Dataset entries:
● ● ●

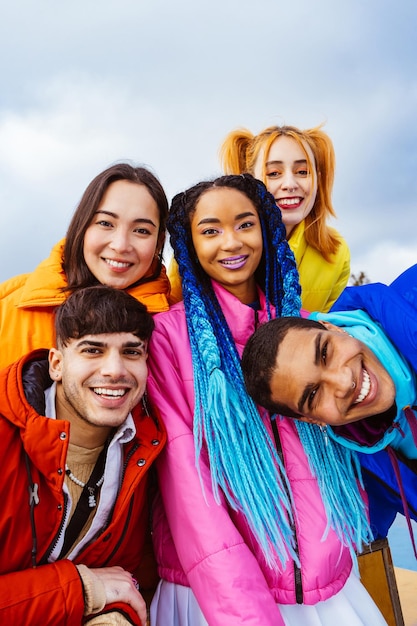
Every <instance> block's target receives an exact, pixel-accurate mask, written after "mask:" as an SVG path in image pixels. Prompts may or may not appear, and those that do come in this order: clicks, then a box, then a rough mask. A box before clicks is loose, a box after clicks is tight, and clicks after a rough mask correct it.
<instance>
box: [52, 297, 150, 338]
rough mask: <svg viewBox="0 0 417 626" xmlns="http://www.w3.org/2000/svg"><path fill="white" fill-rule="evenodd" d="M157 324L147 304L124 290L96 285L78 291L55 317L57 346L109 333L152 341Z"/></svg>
mask: <svg viewBox="0 0 417 626" xmlns="http://www.w3.org/2000/svg"><path fill="white" fill-rule="evenodd" d="M153 328H154V321H153V319H152V316H151V315H150V313H148V311H147V308H146V306H145V305H144V304H142V303H141V302H139V301H138V300H136V298H134V297H133V296H131V295H129V294H128V293H127V292H125V291H123V290H122V289H115V288H114V287H107V286H105V285H95V286H93V287H86V288H85V289H78V290H77V291H74V292H73V293H72V294H71V295H70V296H69V297H68V298H67V300H66V301H65V302H64V303H63V304H61V306H60V307H58V309H57V311H56V316H55V333H56V342H57V346H58V347H60V346H66V345H67V344H68V341H69V340H70V339H79V338H80V337H84V336H85V335H100V334H105V333H132V334H133V335H135V336H136V337H139V338H140V339H142V340H143V341H149V339H150V337H151V334H152V331H153Z"/></svg>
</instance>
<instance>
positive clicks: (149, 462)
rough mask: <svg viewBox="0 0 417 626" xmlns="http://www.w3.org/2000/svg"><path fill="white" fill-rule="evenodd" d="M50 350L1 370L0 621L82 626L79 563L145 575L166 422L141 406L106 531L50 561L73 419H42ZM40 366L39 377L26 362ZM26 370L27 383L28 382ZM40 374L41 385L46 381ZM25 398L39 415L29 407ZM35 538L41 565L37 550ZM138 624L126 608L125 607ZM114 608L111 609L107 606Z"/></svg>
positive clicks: (61, 490) (38, 414)
mask: <svg viewBox="0 0 417 626" xmlns="http://www.w3.org/2000/svg"><path fill="white" fill-rule="evenodd" d="M46 355H47V353H46V351H36V352H33V353H32V354H30V355H28V356H26V357H23V358H22V359H20V360H19V361H17V362H16V363H14V364H13V365H11V366H10V367H8V368H7V369H5V370H2V371H1V372H0V406H1V415H0V477H1V479H0V502H1V508H0V623H1V624H14V625H18V624H31V626H36V625H37V624H39V626H40V625H42V626H46V625H56V626H58V625H59V626H64V625H68V626H76V625H77V624H82V623H83V612H84V597H83V589H82V584H81V579H80V577H79V575H78V571H77V568H76V567H75V564H74V563H83V564H84V565H86V566H87V567H105V566H112V565H119V566H121V567H123V568H125V569H126V570H128V571H130V572H132V574H134V575H135V576H136V577H137V578H139V579H140V578H141V575H140V571H139V564H140V561H141V559H142V557H143V553H144V544H145V537H146V528H147V526H148V515H149V511H148V498H147V494H148V484H149V468H150V467H151V465H152V463H153V461H154V460H155V458H156V457H157V456H158V454H159V452H160V451H161V450H162V448H163V446H164V444H165V440H166V433H165V429H164V427H163V425H162V424H161V423H160V422H157V421H156V420H154V419H153V418H151V417H149V416H148V415H146V414H145V413H144V412H143V410H142V409H141V407H137V408H136V409H135V410H134V412H133V416H134V419H135V423H136V429H137V433H136V437H135V438H134V439H133V440H132V441H131V442H129V443H127V444H125V450H124V462H125V469H124V473H123V479H122V485H121V489H120V492H119V495H118V498H117V501H116V504H115V507H114V510H113V514H112V516H111V519H110V520H109V523H108V525H107V527H106V528H103V530H102V532H101V534H100V535H99V536H98V537H96V539H95V540H94V541H93V542H92V543H90V544H89V545H88V546H86V547H85V549H84V550H83V551H82V552H81V554H79V556H77V558H76V559H75V561H74V563H73V562H72V561H69V560H61V561H57V562H55V563H48V562H47V559H48V554H49V553H50V550H51V548H52V547H53V545H54V540H55V538H56V537H57V535H58V533H59V532H60V527H61V523H62V520H63V513H64V507H65V503H64V492H63V489H62V487H63V482H64V477H65V472H64V468H65V459H66V455H67V448H68V441H69V423H68V422H66V421H62V420H54V419H50V418H47V417H44V416H43V415H42V414H39V412H41V411H42V403H43V402H44V400H43V398H44V388H45V387H47V386H48V385H50V384H51V381H50V379H49V376H48V375H47V368H46V367H45V360H44V359H45V357H46ZM29 361H31V362H33V361H37V363H36V364H35V370H36V377H34V376H33V375H32V374H33V370H34V368H33V367H31V369H30V371H31V375H30V377H28V374H27V373H25V372H26V370H27V369H28V368H27V367H24V366H25V365H26V364H28V363H29ZM22 375H24V377H25V381H24V382H23V380H22ZM40 379H41V380H42V382H40ZM26 395H27V396H28V397H29V398H30V401H31V403H32V404H34V406H37V407H38V412H37V411H36V410H35V409H34V408H33V407H32V406H31V404H29V402H28V400H27V398H26ZM26 459H29V468H30V473H31V478H32V482H33V483H37V484H38V486H39V487H38V496H39V504H38V505H37V506H35V507H34V527H33V529H32V525H31V515H30V506H29V495H28V494H29V491H28V488H29V484H30V481H29V477H28V470H27V467H26ZM34 539H35V540H36V555H35V559H36V567H35V568H34V567H32V550H33V547H34ZM118 608H121V610H122V611H123V612H124V613H125V614H126V615H129V616H130V619H131V620H132V623H134V624H139V620H138V617H137V615H136V614H135V613H134V612H132V610H131V608H130V607H129V606H128V605H125V604H123V605H120V607H118ZM108 609H109V606H107V607H105V610H104V611H107V610H108Z"/></svg>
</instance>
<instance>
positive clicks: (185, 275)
mask: <svg viewBox="0 0 417 626" xmlns="http://www.w3.org/2000/svg"><path fill="white" fill-rule="evenodd" d="M213 186H221V187H226V186H228V187H232V188H236V189H239V190H241V191H242V192H243V193H245V194H246V195H247V196H248V197H249V198H250V199H251V200H252V201H253V202H254V204H255V206H256V208H257V210H258V212H259V215H260V217H261V221H262V218H263V221H264V222H265V221H266V219H267V217H266V216H265V217H264V216H263V213H262V209H263V203H264V201H265V199H264V197H262V198H261V197H260V195H259V191H260V188H261V186H262V187H263V184H262V183H260V182H259V181H256V180H255V179H253V178H252V177H251V176H242V177H241V176H226V177H222V178H221V179H218V180H216V181H214V182H210V183H200V184H199V185H196V186H195V187H193V188H192V189H191V190H188V191H187V192H185V193H184V194H178V195H177V196H176V197H175V198H174V199H173V202H172V207H171V211H170V215H169V218H168V230H169V233H170V237H171V245H172V247H173V249H174V254H175V258H176V260H177V262H178V267H179V272H180V275H181V278H182V291H183V298H184V308H185V313H186V318H187V325H188V330H189V338H190V345H191V353H192V360H193V371H194V392H195V410H194V437H195V445H196V463H197V467H198V469H199V458H200V454H201V450H202V447H203V445H205V446H206V448H207V453H208V457H209V462H210V471H211V479H212V488H213V493H214V495H215V498H216V500H217V501H218V502H219V501H220V491H221V492H223V494H224V496H225V497H226V499H227V501H228V502H229V504H230V506H231V507H232V508H233V509H235V510H239V511H241V512H242V513H243V515H244V516H245V517H246V520H247V522H248V524H249V526H250V528H251V530H252V532H253V533H254V535H255V536H256V538H257V540H258V542H259V545H260V547H261V549H262V551H263V554H264V557H265V560H266V562H267V563H268V564H269V565H270V566H271V567H273V566H279V563H277V562H276V555H277V556H278V558H279V561H280V563H281V564H284V563H285V562H286V560H287V558H288V556H290V557H291V558H292V559H293V560H295V561H296V562H297V563H298V556H297V554H296V552H295V550H294V545H293V533H292V530H291V525H290V521H291V519H292V507H291V503H290V501H289V499H288V496H287V493H288V492H289V485H288V482H287V478H286V474H285V472H284V470H283V467H282V464H281V461H280V459H279V457H278V454H277V452H276V449H275V446H274V445H273V443H272V440H271V439H270V437H269V435H268V433H267V431H266V429H265V427H264V425H263V422H262V420H261V417H260V415H259V412H258V410H257V408H256V406H255V404H254V402H253V400H252V399H251V398H250V397H249V396H248V394H247V392H246V388H245V384H244V380H243V374H242V371H241V367H240V358H239V355H238V352H237V350H236V346H235V343H234V340H233V336H232V334H231V331H230V329H229V326H228V324H227V322H226V320H225V317H224V315H223V312H222V310H221V308H220V305H219V303H218V300H217V298H216V296H215V294H214V291H213V288H212V286H211V281H210V279H209V277H208V276H207V275H206V274H205V272H204V271H203V270H202V269H201V267H200V266H199V263H198V260H197V258H196V256H195V253H194V247H193V244H192V239H191V229H190V213H191V212H192V211H193V210H194V208H195V205H196V203H197V201H198V199H199V198H200V197H201V195H202V193H204V192H205V191H207V190H208V189H210V188H212V187H213ZM268 201H269V199H268ZM273 205H275V203H274V202H273ZM263 228H265V225H264V227H263ZM281 232H282V233H283V235H284V238H285V229H284V230H283V231H281ZM286 245H287V244H286ZM287 249H288V254H289V255H290V257H291V258H292V263H293V277H294V282H295V283H296V284H297V285H298V273H297V271H296V267H295V261H294V260H293V255H292V253H291V252H290V250H289V248H288V246H287ZM270 252H271V251H270ZM275 256H276V252H274V251H272V254H271V258H274V257H275ZM268 265H269V261H268ZM285 298H286V296H285V294H283V296H282V300H285ZM297 306H299V304H298V303H295V304H294V305H293V306H292V307H291V310H293V309H295V308H296V307H297ZM271 547H272V548H273V549H274V550H273V551H272V550H271Z"/></svg>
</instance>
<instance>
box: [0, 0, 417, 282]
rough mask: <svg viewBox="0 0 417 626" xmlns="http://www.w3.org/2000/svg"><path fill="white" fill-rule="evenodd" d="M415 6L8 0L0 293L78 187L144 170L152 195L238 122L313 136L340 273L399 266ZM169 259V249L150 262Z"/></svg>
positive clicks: (199, 168) (375, 274)
mask: <svg viewBox="0 0 417 626" xmlns="http://www.w3.org/2000/svg"><path fill="white" fill-rule="evenodd" d="M416 28H417V3H416V2H415V0H401V2H389V1H388V0H349V2H340V1H338V0H316V2H311V0H298V1H297V2H291V1H290V0H287V2H283V1H282V0H210V2H198V0H176V1H174V0H147V1H146V2H145V1H144V0H101V1H100V2H98V1H97V0H95V1H93V0H72V1H71V2H62V1H60V0H38V1H37V2H33V0H15V2H13V3H8V4H7V8H5V7H4V6H3V8H2V11H1V18H0V81H1V86H0V205H1V214H0V224H1V228H0V281H4V280H6V279H7V278H9V277H11V276H14V275H16V274H20V273H22V272H29V271H31V270H33V269H34V268H35V267H36V265H37V264H38V263H39V262H40V261H41V260H42V259H44V258H45V257H47V256H48V255H49V252H50V249H51V248H52V246H53V245H54V243H55V242H57V241H58V240H59V239H60V238H61V237H63V236H64V235H65V232H66V228H67V226H68V224H69V221H70V218H71V216H72V213H73V211H74V210H75V208H76V206H77V204H78V202H79V200H80V198H81V195H82V193H83V191H84V189H85V188H86V186H87V185H88V183H89V182H90V181H91V180H92V178H94V177H95V176H96V175H97V174H98V173H99V172H101V171H102V170H103V169H105V168H106V167H108V166H109V165H111V164H113V163H115V162H120V161H129V162H130V163H133V164H138V165H145V166H147V167H149V168H150V169H151V171H153V173H154V174H156V175H157V176H158V178H159V179H160V180H161V182H162V184H163V186H164V188H165V191H166V193H167V195H168V198H169V199H171V198H172V197H173V195H174V194H175V193H177V192H179V191H182V190H184V189H186V188H187V187H190V186H191V185H193V184H195V183H197V182H199V181H200V180H205V179H210V178H213V177H214V176H216V175H219V174H220V173H221V171H220V162H219V147H220V145H221V143H222V141H223V139H224V137H225V136H226V134H227V133H228V132H229V131H231V130H233V129H235V128H239V127H245V128H248V129H250V130H251V131H252V132H254V133H258V132H260V131H261V130H263V129H264V128H265V127H267V126H270V125H273V124H284V123H285V124H291V125H295V126H298V127H300V128H311V127H313V126H317V125H319V124H324V126H323V130H325V131H326V132H327V133H328V134H329V135H330V137H331V138H332V140H333V143H334V147H335V151H336V180H335V187H334V192H333V203H334V208H335V210H336V213H337V220H336V221H334V222H333V225H334V226H335V227H336V228H337V229H338V230H339V232H340V233H341V234H342V235H343V236H344V237H345V239H346V240H347V242H348V244H349V246H350V250H351V257H352V273H354V274H356V275H357V274H359V273H360V272H362V271H363V272H365V274H366V276H367V277H368V279H369V280H371V281H382V282H390V281H391V280H393V279H394V278H395V277H396V276H397V275H398V274H399V273H400V272H402V271H403V270H404V269H406V268H407V267H408V266H410V265H412V264H413V263H416V262H417V219H416V209H417V206H416V203H417V44H416V39H415V32H416ZM168 256H169V254H168Z"/></svg>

● ● ●

__EXERCISE DETAILS__
Given the records above, reproduce precisely and only the lines between the line holding "positive clicks: (149, 462)" and the line holding "350L1 370L0 621L82", inclusive.

__TASK SOLUTION__
positive clicks: (149, 462)
rough mask: <svg viewBox="0 0 417 626" xmlns="http://www.w3.org/2000/svg"><path fill="white" fill-rule="evenodd" d="M50 350L1 370L0 621L82 626L79 563L145 575L166 422L141 406L106 531L50 561L73 419H42ZM40 366L39 377L26 362ZM26 370L27 383L28 382ZM40 374L41 385L46 381ZM25 398L39 415L29 407ZM35 538L41 565L37 550ZM138 624L126 608L125 607ZM114 608L111 609L107 606Z"/></svg>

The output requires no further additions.